Start of Dataset records

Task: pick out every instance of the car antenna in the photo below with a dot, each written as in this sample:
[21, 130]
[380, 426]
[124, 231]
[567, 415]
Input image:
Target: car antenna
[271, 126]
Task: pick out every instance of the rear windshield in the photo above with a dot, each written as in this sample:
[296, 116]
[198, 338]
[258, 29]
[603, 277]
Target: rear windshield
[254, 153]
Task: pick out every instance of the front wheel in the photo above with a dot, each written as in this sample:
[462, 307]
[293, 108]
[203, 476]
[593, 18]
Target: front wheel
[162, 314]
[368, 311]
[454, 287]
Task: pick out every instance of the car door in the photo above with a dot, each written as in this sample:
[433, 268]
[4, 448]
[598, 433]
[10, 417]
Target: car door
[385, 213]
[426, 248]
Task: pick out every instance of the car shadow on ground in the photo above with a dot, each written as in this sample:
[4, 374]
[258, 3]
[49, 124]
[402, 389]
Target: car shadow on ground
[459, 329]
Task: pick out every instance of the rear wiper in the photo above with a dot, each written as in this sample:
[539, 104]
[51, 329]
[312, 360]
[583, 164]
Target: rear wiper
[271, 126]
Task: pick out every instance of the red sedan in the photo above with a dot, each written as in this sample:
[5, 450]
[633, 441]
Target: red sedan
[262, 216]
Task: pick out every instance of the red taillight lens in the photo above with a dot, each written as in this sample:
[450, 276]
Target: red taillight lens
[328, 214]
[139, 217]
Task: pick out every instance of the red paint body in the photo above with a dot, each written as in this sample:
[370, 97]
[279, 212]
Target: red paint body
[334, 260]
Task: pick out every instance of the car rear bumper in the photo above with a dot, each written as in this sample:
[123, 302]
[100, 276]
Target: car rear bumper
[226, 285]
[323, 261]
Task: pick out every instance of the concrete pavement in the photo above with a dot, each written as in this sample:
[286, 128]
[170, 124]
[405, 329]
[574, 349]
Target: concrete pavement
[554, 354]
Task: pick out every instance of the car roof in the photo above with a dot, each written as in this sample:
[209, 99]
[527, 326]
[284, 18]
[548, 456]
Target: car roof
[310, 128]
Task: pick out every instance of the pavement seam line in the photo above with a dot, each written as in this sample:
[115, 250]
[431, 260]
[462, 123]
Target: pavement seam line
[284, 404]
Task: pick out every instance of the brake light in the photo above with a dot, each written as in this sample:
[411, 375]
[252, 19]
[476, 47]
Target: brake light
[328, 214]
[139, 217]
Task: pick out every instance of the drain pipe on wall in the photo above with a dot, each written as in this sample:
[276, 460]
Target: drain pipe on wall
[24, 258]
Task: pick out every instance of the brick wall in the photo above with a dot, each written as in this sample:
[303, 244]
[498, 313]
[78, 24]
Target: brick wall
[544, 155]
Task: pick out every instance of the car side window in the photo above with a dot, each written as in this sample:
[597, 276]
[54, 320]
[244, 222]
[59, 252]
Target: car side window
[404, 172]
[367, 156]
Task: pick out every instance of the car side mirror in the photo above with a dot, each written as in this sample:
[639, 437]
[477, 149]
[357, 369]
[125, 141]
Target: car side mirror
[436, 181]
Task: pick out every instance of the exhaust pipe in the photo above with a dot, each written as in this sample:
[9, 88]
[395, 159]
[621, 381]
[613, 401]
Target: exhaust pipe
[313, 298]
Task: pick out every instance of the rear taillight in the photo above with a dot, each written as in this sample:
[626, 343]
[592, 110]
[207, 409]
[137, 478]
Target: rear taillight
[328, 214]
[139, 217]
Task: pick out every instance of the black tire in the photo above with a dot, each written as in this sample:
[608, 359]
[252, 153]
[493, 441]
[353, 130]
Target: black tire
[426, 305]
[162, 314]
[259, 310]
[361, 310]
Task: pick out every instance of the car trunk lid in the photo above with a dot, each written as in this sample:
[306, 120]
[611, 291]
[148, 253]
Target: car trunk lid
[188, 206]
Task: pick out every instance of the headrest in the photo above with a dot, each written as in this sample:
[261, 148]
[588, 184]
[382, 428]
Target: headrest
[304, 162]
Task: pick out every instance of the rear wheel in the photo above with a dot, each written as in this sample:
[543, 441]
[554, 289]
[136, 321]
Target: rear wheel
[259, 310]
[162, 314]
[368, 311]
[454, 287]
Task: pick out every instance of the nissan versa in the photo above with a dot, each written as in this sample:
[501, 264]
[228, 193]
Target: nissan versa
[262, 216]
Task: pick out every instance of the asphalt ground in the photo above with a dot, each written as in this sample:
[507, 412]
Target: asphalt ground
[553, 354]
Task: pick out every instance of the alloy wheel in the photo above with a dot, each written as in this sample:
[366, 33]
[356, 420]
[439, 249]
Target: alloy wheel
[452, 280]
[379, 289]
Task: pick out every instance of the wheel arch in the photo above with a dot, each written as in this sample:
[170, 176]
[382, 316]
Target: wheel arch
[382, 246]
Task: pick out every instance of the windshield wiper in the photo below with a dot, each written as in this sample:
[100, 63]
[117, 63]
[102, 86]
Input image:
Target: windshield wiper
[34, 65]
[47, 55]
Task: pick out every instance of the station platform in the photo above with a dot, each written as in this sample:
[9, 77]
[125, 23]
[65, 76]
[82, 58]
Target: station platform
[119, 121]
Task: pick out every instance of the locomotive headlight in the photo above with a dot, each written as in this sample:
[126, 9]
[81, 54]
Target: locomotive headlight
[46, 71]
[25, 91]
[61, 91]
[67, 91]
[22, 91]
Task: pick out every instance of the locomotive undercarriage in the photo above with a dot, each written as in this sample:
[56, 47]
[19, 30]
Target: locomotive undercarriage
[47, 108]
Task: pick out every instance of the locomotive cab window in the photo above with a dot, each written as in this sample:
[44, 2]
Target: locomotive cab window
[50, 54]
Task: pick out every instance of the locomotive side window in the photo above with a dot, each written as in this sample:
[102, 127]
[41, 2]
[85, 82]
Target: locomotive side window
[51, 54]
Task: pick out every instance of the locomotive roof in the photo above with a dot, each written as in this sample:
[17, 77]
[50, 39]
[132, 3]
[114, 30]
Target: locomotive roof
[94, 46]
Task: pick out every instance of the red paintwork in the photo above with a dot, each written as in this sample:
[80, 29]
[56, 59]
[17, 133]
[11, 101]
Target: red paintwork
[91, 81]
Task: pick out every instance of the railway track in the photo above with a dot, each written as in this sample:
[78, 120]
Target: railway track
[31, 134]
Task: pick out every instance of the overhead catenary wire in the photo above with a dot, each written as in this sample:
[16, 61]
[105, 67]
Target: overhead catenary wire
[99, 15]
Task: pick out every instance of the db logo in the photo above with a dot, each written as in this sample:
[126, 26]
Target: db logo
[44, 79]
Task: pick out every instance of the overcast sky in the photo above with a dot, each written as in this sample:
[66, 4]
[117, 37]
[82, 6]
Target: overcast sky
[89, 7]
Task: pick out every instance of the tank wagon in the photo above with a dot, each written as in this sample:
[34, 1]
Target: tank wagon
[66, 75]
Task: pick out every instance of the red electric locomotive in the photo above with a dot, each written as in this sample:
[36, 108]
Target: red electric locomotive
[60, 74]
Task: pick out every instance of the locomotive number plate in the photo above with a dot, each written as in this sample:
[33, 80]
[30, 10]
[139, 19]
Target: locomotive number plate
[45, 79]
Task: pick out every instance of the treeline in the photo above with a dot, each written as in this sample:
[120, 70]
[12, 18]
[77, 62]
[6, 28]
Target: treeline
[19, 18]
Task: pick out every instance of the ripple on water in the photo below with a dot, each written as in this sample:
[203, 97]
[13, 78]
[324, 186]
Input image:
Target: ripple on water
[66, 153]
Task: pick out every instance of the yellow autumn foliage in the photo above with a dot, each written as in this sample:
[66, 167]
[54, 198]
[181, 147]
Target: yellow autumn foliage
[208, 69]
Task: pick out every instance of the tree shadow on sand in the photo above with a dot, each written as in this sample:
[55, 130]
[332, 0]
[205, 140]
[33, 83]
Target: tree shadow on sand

End of Dataset records

What you need to do
Reproduce exactly the lines from the one containing "Task: pick out every instance of the locomotive roof" through the last line of the records above, including both, and nothing else.

Final result
Task: pick out every instance of the locomotive roof in the photo above with a dot, each written as in this sample:
[17, 77]
[50, 39]
[132, 3]
[114, 30]
Target: locomotive roof
[94, 46]
Task: pick out every instance of the red paintwork in the photo above with a dot, each written as in this sample:
[80, 29]
[56, 59]
[17, 133]
[11, 101]
Target: red paintwork
[91, 81]
Task: pick out every instance of the railway track in the photo above with a dot, each written as in this sample:
[78, 120]
Target: railway track
[31, 134]
Task: pick out every instance of the overhead catenary wire in the photo above with a dot, each written as in this sample:
[16, 61]
[105, 67]
Target: overhead catenary wire
[99, 15]
Task: pick out every instance of the db logo in the photo above with a dot, each written as in this sample:
[126, 26]
Target: db logo
[44, 79]
Task: pick out every instance of the overcast sky in the photo above with a dot, each written as in this sample:
[66, 4]
[117, 37]
[82, 6]
Target: overcast sky
[89, 7]
Task: pick out every instance of the tank wagon in the photo above with a dot, each written as in this sample:
[34, 1]
Target: tank wagon
[66, 75]
Task: pick out every instance of the red electric locomotive in the photo above with a dot, each written as in this sample:
[36, 108]
Target: red electric locomotive
[60, 74]
Task: pick out every instance of the locomotive number plate in the photo above with a dot, each written as in this sample:
[33, 80]
[30, 10]
[139, 19]
Target: locomotive number plate
[45, 79]
Task: pick out every instance of the treeline in the photo above with a dot, each written as in this sample:
[120, 70]
[12, 18]
[77, 62]
[6, 28]
Target: treeline
[19, 18]
Task: pick out every instance of the ripple on water in the photo below with a dot, each written as in this sample:
[203, 97]
[13, 78]
[324, 186]
Input image:
Target: ripple on water
[66, 153]
Task: pick out every instance of the yellow autumn foliage in the photo above with a dot, each written as in this sample:
[66, 167]
[54, 198]
[181, 147]
Target: yellow autumn foliage
[208, 69]
Task: pick out every instance of the tree shadow on sand in the photo above with a dot, each written as in this sample:
[55, 130]
[332, 0]
[205, 140]
[33, 83]
Target: tree shadow on sand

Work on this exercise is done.